> [Work instructions]
In the rows below, covering the stretch from the start of the rows through the line that contains "[(245, 52), (197, 75), (45, 76)]", replace "marker" with "pin" and change nothing else. Reproduce only that stretch, without the pictures.

> [Given records]
■ ■ ■

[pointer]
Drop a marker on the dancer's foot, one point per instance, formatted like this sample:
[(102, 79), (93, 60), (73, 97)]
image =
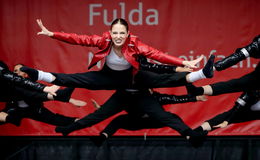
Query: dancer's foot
[(33, 73), (64, 95), (208, 70), (62, 130), (197, 137), (98, 140), (193, 90), (65, 130), (254, 48)]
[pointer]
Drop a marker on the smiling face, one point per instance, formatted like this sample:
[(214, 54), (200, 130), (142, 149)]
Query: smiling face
[(119, 34)]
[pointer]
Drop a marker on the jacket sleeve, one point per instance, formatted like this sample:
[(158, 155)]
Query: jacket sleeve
[(157, 55), (84, 40)]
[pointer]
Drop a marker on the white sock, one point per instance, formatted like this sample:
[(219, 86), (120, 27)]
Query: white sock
[(245, 52), (197, 75), (45, 76)]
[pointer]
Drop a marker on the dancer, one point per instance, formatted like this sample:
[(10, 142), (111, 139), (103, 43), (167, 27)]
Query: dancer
[(136, 120), (249, 81), (120, 49), (8, 79), (34, 108), (125, 99)]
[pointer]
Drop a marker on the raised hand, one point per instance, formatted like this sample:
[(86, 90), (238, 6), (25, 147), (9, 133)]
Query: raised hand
[(44, 30)]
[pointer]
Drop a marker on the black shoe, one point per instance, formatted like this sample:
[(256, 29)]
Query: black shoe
[(62, 130), (254, 48), (193, 90), (197, 137), (230, 60), (98, 140), (208, 70), (64, 94), (33, 73), (65, 130)]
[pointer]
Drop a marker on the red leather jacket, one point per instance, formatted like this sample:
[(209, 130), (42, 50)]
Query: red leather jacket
[(131, 49)]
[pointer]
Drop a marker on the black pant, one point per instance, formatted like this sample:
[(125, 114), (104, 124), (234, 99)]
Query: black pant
[(109, 79), (245, 83), (133, 123), (136, 104)]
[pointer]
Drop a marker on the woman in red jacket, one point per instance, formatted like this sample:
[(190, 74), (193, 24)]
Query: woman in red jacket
[(120, 50)]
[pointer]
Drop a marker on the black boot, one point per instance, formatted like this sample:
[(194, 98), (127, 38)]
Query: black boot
[(197, 136), (98, 140), (64, 94), (254, 48), (230, 60), (173, 99), (33, 73), (65, 130), (193, 90), (157, 68), (208, 70)]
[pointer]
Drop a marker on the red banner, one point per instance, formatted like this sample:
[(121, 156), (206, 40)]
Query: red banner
[(181, 28)]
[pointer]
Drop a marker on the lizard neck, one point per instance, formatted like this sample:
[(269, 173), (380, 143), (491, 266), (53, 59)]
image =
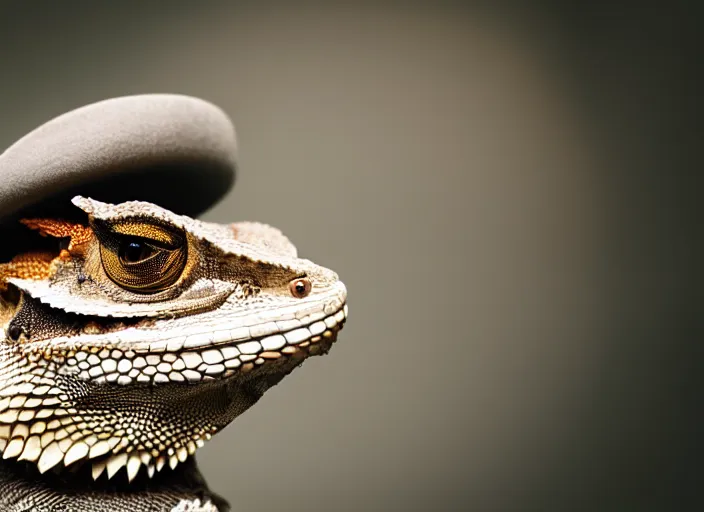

■ ■ ■

> [Answer in full]
[pointer]
Drop a pin on the dancer's foot, one point per instance, formatted like this sample:
[(102, 79), (93, 60), (73, 97)]
image =
Query: dancer's foot
[(33, 73), (64, 95), (208, 70), (62, 130), (197, 137), (98, 140), (193, 90), (65, 130), (254, 48)]
[pointer]
Drop a pin on the smiling face, one point per instance, formatted like this sample:
[(214, 54), (200, 130), (142, 149)]
Query: smiling face
[(119, 34)]
[pointer]
Drop a pin on the jacket sleeve, one point per instance, formatted like this sample:
[(158, 155)]
Query: jacket sleeve
[(157, 55), (84, 40)]
[pointer]
Drop a pin on the white sock, one point per instance, formatted like this sample:
[(219, 86), (120, 27)]
Query: white sock
[(245, 52), (197, 75), (45, 76)]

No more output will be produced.